La viticulture bio redéfinit donc les paysages viticoles ?
– Absolument. Les pratiques en viticulture bio peuvent inclure plus souvent qu’en viticulture conventionnelle la plantation de haies, l’enherbement entre les rangs, la polyculture et même la réintroduction d’animaux comme les brebis pour le pâturage ou les chevaux pour la traction. Sans oublier le retour des chauves-souris, précieuses auxiliaires contre les nuisibles, avec l’installation de nichoirs. Cette faune, domestique et sauvage, donne presque une dimension « magique » aux paysages. Cela ne se limite pas seulement à l’aspect visuel : on redécouvre des sons, comme les chants d’oiseaux, et des odeurs, avec les fleurs et les arbres. Cette transformation a un impact fort sur le développement de l’œnotourisme, car elle réenchante littéralement les paysages viticoles.
Ce réenchantement des paysages implique-t-il une nouvelle approche du vivant ?
– Effectivement, cela nécessite de repenser notre relation au vivant. Baptiste Morizot, dans son livre L’inexploré, évoque ces nouvelles interactions que nous tissons avec la nature. Il s’inscrit dans la lignée de penseurs comme Bruno Latour ou Philippe Descola qui ont remis en question la séparation traditionnelle entre culture et nature. L’idée est de redéfinir notre regard sur le monde qui nous entoure, en intégrant les végétaux, les animaux, les micro-organismes dans notre réflexion. Plutôt que de chercher à tout maîtriser ou à dominer, il s’agit de comprendre et de coexister avec ces éléments du vivant. Cela marque un changement profond dans notre paradigme de gestion des paysages et des écosystèmes.
Avec des vignerons qui font eux-mêmes partie de ces éco-systèmes.
– Effectivement, être vigneron ou vigneronne bio aujourd’hui va bien au-delà des simples pratiques agricoles. Cela implique une véritable proximité avec la vigne avec une observation et une attention quotidienne. En bannissant l’utilisation de pesticides de synthèse, ces vignerons cherchent aussi à créer un cadre de vie sain et agréable, non seulement pour eux-mêmes, mais aussi pour leurs familles, leurs employés et leurs voisins. Il s’agit d’une quête de bien-être au quotidien, ce qui est, à mon sens, fondamental. C’est un aspect qui touche profondément les jeunes générations, comme mes étudiants. Ils sont impressionnés par l’idée que, pour ces vignerons, il ne s’agit pas seulement de produire un certain volume, mais aussi d’être animé par une volonté de vivre en bonne intelligence avec son vignoble, d’en faire un lieu accueillant et durable pour les générations futures.

> Données enregistrées
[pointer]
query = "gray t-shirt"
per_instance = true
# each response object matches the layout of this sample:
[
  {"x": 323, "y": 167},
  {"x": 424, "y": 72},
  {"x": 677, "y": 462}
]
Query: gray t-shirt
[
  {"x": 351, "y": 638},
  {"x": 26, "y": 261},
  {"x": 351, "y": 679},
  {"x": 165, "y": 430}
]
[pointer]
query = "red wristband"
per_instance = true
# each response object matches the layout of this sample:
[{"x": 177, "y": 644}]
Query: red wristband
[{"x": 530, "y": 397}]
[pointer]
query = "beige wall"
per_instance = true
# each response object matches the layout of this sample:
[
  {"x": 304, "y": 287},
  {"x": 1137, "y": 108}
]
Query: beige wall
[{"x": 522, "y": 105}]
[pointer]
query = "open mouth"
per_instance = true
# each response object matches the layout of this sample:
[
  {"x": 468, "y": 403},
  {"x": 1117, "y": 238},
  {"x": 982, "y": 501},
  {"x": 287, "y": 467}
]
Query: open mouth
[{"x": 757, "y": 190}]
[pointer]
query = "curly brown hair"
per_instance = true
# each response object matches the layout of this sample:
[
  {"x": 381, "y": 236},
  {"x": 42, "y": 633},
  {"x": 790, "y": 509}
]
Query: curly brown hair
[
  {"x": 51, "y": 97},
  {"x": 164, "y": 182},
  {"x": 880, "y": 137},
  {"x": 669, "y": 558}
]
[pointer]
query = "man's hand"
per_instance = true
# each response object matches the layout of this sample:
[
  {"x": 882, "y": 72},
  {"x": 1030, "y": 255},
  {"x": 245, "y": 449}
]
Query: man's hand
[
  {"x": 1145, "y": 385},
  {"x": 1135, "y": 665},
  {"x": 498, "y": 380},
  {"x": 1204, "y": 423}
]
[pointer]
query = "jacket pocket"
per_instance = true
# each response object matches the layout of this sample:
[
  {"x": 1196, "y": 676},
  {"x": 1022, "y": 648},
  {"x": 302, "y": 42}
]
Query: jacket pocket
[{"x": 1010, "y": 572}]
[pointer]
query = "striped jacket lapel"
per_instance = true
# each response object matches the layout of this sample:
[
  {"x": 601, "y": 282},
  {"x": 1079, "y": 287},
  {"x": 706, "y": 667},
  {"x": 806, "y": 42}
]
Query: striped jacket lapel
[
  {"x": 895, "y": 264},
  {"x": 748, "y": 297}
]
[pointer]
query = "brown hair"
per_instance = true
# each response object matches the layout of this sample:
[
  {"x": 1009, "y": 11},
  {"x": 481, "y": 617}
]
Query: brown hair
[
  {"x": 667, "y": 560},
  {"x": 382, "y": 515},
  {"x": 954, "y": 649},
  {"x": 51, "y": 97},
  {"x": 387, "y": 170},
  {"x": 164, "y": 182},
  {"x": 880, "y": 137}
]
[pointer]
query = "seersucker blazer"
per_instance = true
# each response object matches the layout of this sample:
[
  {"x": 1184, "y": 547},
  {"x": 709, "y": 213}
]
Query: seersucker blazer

> Série de tâches
a) Répondez à ces questions d’après l’extrait sur la viticulture bio :
(i) Quels animaux peuvent être réintroduits pour le pâturage ?
(ii) Quel livre de Baptiste Morizot est cité ?
(iii) Qu’est-ce que les vignerons bio bannissent ?
b) Relevez dans l’extrait sur la viticulture bio le passage allant de « Ce réenchantement des » à « et des écosystèmes. ».
c) Ces affirmations concordent-elles avec l’extrait sur la viticulture bio ?
(i) Les chauves-souris y sont présentées comme utiles contre les nuisibles.
(ii) Bruno Latour est l’auteur du livre L’inexploré.
(iii) La transformation des paysages n’a pas d’effet sur l’œnotourisme.
Servez-vous uniquement de l’extrait pour répondre.

> Réponses fournies
a)
(i) Les brebis.
(ii) L’inexploré.
(iii) L’utilisation de pesticides de synthèse.

b)
Ce réenchantement des paysages implique-t-il une nouvelle approche du vivant ?
– Effectivement, cela nécessite de repenser notre relation au vivant. Baptiste Morizot, dans son livre L’inexploré, évoque ces nouvelles interactions que nous tissons avec la nature. Il s’inscrit dans la lignée de penseurs comme Bruno Latour ou Philippe Descola qui ont remis en question la séparation traditionnelle entre culture et nature. L’idée est de redéfinir notre regard sur le monde qui nous entoure, en intégrant les végétaux, les animaux, les micro-organismes dans notre réflexion. Plutôt que de chercher à tout maîtriser ou à dominer, il s’agit de comprendre et de coexister avec ces éléments du vivant. Cela marque un changement profond dans notre paradigme de gestion des paysages et des écosystèmes.

c)
(i) Oui : « Sans oublier le retour des chauves-souris, précieuses auxiliaires contre les nuisibles »
(ii) Non : « Baptiste Morizot, dans son livre L’inexploré »
(iii) Non : « Cette transformation a un impact fort sur le développement de l’œnotourisme »